#### WHAT TO WORK ON:
• a. Decide whether each statement agrees with the text on LLM evals, answering yes or no and quoting the deciding words: (i) the text puts the problem down to the model or the data; (ii) the three gulfs are named Comprehension, Specification, and Generalization; (iii) the text calls for inspecting every trace.
• b. Answer these questions from the text on LLM evals:
(i) Who introduced the "three gulfs" model?
(ii) What does the heading of the Gulf of Comprehension section say to start with?
(iii) Up to what point should traces be inspected?

Your LLM works perfectly in demos but breaks down with real users. Sound familiar? You're not alone. Most AI teams struggle with the gap between "cool prototype" and "production-ready system."
The problem isn't your model or your data. It's that you're missing a systematic approach to evaluation (or "evals" as we call them in the field). Evals are the structured methods for testing, measuring, and improving how your AI system performs in the real world.
The "three gulfs" model (Comprehension, Specification, and Generalization) introduced by Hamel Husain & Shreya Shankar in their AI Evals for Engineers & PMs Course provides a framework for bridging this gap. Here's how to apply it to build more reliable LLM systems.
Gulf of Comprehension: Start with the Data
No matter how advanced your model is, you can't build a good AI product without truly comprehending your data. This means investigating not just what users input, but also the outputs your model generates, the intermediary steps it took and the type of failures that appear. You can't possibly inspect every single trace, but you should inspect enough until you stop seeing new patterns to surface important properties and recurring issues.

#### EXTRACTED DATA:
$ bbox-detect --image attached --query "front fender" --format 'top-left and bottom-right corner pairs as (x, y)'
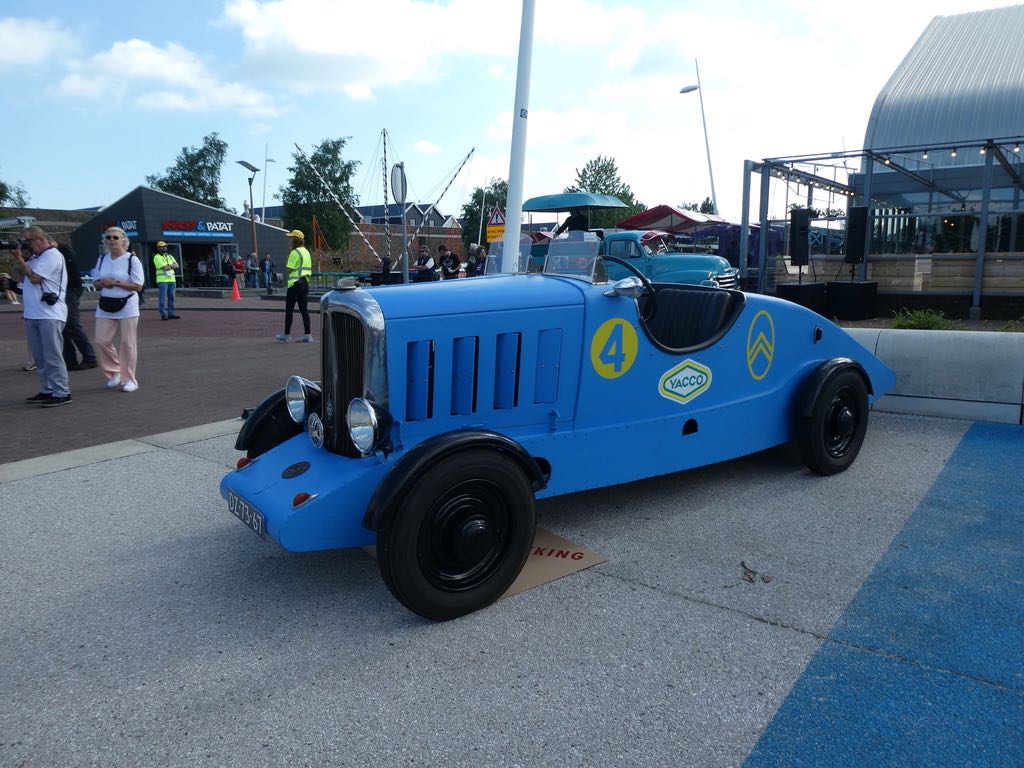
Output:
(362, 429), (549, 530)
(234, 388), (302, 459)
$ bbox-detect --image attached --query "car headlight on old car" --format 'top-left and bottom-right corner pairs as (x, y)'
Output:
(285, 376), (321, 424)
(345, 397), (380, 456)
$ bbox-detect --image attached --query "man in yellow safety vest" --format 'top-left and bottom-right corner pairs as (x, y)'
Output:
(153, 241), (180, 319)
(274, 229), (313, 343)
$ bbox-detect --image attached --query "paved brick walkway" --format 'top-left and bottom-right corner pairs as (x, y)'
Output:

#### OUTPUTS FOR THE TASKS:
• a.
(i) No: "The problem isn't your model or your data."
(ii) Yes: "The "three gulfs" model (Comprehension, Specification, and Generalization)"
(iii) No: "You can't possibly inspect every single trace"

• b.
(i) Hamel Husain & Shreya Shankar
(ii) The data
(iii) Until you stop seeing new patterns